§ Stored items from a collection
/---
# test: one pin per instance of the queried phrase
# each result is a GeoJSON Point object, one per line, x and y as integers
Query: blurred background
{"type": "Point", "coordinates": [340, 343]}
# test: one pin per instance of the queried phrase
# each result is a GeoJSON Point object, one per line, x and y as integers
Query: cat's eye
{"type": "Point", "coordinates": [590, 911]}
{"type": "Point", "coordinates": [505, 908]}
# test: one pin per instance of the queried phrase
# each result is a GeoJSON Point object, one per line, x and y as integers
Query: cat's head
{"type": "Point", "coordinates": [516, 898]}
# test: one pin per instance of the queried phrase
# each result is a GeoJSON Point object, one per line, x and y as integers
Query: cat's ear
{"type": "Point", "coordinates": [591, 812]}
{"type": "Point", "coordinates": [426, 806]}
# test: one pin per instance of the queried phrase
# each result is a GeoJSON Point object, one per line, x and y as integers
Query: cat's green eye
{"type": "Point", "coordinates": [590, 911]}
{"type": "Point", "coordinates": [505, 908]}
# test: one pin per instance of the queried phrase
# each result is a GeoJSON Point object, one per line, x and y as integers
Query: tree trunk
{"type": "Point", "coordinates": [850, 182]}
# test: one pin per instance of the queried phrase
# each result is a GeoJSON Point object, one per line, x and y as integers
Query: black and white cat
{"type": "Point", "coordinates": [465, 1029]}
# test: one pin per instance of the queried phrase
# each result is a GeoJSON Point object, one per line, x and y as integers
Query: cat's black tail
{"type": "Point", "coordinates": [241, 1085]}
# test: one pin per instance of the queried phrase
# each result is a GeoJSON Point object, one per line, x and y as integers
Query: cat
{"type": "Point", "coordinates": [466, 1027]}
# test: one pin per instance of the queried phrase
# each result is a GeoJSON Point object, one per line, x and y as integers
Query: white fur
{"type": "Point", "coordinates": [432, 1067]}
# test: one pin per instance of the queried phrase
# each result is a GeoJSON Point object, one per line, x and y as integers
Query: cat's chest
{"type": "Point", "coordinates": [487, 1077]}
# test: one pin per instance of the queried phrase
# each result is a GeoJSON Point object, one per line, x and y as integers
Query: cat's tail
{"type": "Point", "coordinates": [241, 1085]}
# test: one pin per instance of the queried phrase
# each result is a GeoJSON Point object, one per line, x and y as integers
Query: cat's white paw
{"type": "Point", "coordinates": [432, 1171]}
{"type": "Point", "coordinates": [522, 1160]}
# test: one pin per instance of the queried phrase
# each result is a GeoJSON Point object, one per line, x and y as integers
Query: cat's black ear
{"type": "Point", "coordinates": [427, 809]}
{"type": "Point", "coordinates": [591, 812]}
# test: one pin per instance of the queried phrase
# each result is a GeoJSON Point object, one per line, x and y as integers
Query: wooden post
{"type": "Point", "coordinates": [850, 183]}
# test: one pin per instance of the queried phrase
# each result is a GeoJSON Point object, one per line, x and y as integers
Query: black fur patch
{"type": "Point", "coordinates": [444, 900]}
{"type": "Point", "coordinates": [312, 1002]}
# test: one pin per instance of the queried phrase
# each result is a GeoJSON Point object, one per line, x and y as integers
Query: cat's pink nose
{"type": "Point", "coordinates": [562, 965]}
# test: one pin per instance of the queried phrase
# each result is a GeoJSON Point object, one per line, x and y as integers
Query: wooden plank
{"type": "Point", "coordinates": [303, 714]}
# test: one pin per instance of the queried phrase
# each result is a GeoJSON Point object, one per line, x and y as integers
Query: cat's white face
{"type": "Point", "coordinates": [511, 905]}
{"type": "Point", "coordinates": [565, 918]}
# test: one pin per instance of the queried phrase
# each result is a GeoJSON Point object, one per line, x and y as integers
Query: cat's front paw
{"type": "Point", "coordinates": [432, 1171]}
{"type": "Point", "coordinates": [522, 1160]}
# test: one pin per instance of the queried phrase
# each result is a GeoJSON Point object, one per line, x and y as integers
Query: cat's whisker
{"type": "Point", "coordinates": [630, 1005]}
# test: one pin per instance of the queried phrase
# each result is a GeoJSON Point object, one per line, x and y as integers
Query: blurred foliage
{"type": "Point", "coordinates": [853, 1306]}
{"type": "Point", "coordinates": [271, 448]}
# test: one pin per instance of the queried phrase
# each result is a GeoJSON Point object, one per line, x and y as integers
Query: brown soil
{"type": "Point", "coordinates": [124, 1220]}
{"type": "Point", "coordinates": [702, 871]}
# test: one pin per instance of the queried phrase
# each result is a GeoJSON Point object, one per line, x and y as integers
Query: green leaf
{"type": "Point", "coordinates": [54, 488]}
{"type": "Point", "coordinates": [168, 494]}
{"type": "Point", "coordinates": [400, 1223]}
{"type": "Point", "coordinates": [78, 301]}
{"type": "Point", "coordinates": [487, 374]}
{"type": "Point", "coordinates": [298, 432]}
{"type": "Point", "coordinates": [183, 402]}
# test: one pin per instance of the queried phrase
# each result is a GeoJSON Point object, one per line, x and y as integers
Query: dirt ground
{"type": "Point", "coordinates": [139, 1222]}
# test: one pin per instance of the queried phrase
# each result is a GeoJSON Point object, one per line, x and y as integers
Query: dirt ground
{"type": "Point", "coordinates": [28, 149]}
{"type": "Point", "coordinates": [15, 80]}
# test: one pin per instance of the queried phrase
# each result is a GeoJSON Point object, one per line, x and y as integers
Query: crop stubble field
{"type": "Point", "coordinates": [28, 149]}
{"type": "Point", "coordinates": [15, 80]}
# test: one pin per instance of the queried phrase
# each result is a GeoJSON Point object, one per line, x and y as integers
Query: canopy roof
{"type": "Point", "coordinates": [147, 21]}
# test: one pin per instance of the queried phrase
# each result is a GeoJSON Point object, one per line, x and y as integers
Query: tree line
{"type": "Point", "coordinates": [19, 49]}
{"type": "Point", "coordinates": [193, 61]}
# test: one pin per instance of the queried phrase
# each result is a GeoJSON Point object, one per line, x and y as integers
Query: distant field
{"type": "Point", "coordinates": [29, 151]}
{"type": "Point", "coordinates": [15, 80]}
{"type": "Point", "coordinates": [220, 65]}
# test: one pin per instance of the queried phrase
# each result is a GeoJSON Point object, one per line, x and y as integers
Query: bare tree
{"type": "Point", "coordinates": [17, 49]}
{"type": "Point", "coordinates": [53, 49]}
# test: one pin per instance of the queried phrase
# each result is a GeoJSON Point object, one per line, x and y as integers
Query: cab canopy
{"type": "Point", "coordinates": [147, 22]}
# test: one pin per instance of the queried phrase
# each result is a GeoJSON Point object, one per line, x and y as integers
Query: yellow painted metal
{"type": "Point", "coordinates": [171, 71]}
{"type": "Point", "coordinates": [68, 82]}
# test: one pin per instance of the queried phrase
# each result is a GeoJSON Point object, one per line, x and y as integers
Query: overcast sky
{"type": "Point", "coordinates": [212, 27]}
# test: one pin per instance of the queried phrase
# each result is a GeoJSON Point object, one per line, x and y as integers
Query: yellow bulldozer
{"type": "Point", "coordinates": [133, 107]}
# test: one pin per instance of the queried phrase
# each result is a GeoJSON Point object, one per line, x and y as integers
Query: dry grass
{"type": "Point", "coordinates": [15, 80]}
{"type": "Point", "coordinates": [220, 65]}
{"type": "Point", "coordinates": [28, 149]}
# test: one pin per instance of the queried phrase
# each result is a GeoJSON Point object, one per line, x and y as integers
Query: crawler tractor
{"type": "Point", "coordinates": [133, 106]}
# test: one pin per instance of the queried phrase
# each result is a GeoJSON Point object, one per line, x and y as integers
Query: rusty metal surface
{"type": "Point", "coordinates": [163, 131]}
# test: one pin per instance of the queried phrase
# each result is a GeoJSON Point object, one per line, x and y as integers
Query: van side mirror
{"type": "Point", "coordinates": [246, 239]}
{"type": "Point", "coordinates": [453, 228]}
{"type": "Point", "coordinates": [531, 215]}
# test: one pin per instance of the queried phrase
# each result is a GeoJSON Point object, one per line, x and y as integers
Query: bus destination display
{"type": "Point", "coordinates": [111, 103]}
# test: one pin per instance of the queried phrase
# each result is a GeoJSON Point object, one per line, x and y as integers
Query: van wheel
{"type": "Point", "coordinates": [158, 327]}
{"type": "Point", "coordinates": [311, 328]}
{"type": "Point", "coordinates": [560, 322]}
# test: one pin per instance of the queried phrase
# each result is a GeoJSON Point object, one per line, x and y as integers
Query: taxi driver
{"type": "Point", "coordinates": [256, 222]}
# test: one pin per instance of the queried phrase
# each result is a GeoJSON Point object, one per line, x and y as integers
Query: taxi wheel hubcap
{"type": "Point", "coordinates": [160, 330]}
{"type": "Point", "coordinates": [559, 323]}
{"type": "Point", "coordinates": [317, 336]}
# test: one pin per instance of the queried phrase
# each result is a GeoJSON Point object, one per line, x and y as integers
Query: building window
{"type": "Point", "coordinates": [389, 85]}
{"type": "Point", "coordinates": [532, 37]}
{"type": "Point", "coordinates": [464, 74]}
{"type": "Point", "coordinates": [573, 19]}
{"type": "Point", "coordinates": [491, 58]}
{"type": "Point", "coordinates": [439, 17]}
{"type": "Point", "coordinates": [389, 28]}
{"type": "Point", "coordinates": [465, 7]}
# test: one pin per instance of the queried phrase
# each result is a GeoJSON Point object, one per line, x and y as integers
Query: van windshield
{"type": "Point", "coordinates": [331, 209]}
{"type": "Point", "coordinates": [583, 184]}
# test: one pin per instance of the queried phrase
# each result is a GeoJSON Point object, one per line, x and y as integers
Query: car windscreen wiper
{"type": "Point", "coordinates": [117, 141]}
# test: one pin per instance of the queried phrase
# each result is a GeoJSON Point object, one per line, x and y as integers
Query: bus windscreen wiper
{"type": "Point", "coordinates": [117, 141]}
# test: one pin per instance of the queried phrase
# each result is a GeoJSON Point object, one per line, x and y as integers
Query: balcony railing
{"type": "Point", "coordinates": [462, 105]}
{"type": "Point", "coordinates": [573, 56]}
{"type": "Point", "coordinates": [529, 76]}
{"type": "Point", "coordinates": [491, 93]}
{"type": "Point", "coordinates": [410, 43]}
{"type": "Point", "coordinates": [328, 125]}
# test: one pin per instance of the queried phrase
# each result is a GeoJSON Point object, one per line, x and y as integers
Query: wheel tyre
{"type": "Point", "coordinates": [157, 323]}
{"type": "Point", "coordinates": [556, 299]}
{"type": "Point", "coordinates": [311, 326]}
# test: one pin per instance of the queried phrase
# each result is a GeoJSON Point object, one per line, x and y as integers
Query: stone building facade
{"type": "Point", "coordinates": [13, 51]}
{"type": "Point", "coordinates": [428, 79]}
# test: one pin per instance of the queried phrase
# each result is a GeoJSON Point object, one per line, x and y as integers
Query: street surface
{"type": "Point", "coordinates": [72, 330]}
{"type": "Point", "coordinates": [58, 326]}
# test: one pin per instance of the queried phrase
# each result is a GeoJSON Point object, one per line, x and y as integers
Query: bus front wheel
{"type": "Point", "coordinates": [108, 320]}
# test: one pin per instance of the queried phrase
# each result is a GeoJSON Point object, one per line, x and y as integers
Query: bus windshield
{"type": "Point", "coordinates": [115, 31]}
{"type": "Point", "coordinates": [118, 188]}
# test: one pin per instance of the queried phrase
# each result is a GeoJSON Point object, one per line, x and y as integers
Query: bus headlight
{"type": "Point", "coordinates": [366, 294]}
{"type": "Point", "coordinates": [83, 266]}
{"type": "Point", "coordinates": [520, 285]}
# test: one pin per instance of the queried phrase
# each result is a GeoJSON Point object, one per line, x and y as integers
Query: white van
\---
§ Directions for this task
Retype exactly, please, each line from the line that contains "Query: stone building facade" through the last line of the entries above, with nothing added.

§ Answer for the task
Query: stone building facade
{"type": "Point", "coordinates": [13, 51]}
{"type": "Point", "coordinates": [428, 79]}
# test: one pin per instance of the queried phrase
# each result is a GeoJSON Point object, one per line, x and y as integers
Query: street surface
{"type": "Point", "coordinates": [72, 330]}
{"type": "Point", "coordinates": [58, 326]}
# test: one pin per instance of the queried phrase
# each result is a GeoJSON Point object, one per line, x and y as integers
Query: bus front wheel
{"type": "Point", "coordinates": [108, 320]}
# test: one pin per instance of the queried phrase
# each result is a GeoJSON Point object, one per line, x and y as integers
Query: bus windshield
{"type": "Point", "coordinates": [115, 31]}
{"type": "Point", "coordinates": [118, 188]}
# test: one pin per instance of the queried phrase
# each result is a GeoJSON Point object, one per line, x and y as integers
Query: bus headlight
{"type": "Point", "coordinates": [366, 294]}
{"type": "Point", "coordinates": [83, 266]}
{"type": "Point", "coordinates": [520, 285]}
# test: one pin per instance of the queried phrase
# each result is a GeoJSON Point object, one per line, x and y as integers
Query: white van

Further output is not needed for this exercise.